Data records:
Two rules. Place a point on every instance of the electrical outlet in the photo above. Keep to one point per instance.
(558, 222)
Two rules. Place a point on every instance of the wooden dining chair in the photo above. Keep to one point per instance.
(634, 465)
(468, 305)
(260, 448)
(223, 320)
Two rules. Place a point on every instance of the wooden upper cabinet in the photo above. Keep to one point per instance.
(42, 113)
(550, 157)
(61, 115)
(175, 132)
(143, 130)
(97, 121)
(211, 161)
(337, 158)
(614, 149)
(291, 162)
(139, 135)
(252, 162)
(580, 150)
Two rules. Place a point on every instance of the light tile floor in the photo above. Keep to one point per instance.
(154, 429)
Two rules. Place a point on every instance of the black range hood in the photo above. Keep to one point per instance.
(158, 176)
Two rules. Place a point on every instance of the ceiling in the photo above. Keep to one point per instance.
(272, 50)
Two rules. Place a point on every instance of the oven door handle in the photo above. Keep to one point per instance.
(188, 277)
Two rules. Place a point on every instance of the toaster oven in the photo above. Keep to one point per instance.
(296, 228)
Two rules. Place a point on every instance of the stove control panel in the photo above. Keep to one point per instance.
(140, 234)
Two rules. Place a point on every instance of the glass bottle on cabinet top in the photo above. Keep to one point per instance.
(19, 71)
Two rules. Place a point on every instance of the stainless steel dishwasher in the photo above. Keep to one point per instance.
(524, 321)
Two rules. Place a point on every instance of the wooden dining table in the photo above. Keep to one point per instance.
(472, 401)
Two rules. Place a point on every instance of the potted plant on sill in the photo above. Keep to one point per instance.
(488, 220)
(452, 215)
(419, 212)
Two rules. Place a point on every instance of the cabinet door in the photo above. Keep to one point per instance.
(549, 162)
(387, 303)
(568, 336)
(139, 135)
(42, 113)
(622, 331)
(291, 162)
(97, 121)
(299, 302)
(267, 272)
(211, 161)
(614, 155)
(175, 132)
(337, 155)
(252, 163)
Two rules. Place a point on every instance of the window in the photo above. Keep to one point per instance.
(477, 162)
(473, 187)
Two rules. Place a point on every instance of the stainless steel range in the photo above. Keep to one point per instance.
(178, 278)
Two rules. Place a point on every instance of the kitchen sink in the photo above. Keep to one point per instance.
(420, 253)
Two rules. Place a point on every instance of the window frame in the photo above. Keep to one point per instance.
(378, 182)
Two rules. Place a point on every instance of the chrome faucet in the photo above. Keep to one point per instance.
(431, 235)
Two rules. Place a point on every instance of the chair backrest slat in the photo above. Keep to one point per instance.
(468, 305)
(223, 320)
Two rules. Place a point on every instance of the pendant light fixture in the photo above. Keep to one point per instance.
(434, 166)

▸ Exercise details: Rewrite all the records above, changing every occurrence of "Keep to one point per instance" to "Use a single point for each instance" and leaving everything else as it is.

▸ Task output:
Two rules. Place a point on every instance of the electrical outlet in the photo above. Use a single point for each instance.
(558, 222)
Two rules. Place a point on every instance of the wooden dining chair in the photo above. Use a single point for each instance.
(634, 465)
(468, 305)
(260, 448)
(223, 320)
Two rules. Place a point on every instance of the wooden upper cabinet in the photo above. Use a single point for each instance.
(42, 113)
(550, 157)
(61, 115)
(175, 132)
(143, 130)
(97, 121)
(211, 161)
(337, 158)
(614, 149)
(291, 162)
(139, 135)
(252, 162)
(580, 150)
Two rules. Place a point on every instance of the light tile floor in the photo above. Use a single point for each instance.
(154, 429)
Two rules. Place a point on every instance of the black range hood in the photo above. Use a single point for each instance.
(158, 176)
Two rules. Place a point on every instance of the ceiling in the photo above. Use a single point for each instance.
(272, 50)
Two rules. Place a point on every instance of the oven door handle in the photo above. Use a single point for each instance.
(188, 277)
Two rules. Place a point on every instance of the toaster oven in the photo above. Use a single point for each instance.
(296, 228)
Two rules. Place a point on every instance of the stove control panel in the photo above. Use a single point for each instance.
(140, 234)
Two rules. Place a point on every instance of the glass bottle on cabinet top in the photo above. Use a single point for each instance.
(19, 71)
Two rules. Place a point on every instance of the stainless steel dishwasher in the photo above. Use a single point for each instance.
(524, 321)
Two rules. Place a point on every instance of the wooden dining table in the photo above. Use a single point for each instance.
(472, 401)
Two rules. Place a point on every instance of the potted plant on sill in the photo above. Use a single point for each instance.
(488, 220)
(452, 215)
(419, 212)
Two rules. Place a point on every instance of the cabinet door in the photo above. Use a single point for each instance.
(549, 162)
(387, 303)
(568, 336)
(139, 135)
(42, 113)
(622, 331)
(291, 162)
(97, 121)
(299, 302)
(267, 272)
(211, 161)
(614, 155)
(175, 132)
(337, 155)
(252, 163)
Two rules. Place a point on every instance of the window in the photo above. Use a single point for each instance.
(477, 162)
(473, 187)
Two rules. Place a point on every instance of the stainless steel range in the photo above. Use a single point for each instance.
(178, 278)
Two rules. Place a point on every instance of the kitchen sink in the photo above. Use a single point for each instance.
(420, 253)
Two rules. Place a point on every instance of the window frame in the photo above. Use a single point for each instance.
(378, 182)
Two rules. Place a point on every instance of the chrome faucet in the photo above. Use a single point for each instance.
(431, 235)
Two rules. Place a point on every instance of the chair backrest slat in the photo above. Use a single point for each instance.
(468, 305)
(223, 320)
Two rules. Place a point on every instance of the pendant light fixture in the photo above. Use a single point for each instance.
(434, 166)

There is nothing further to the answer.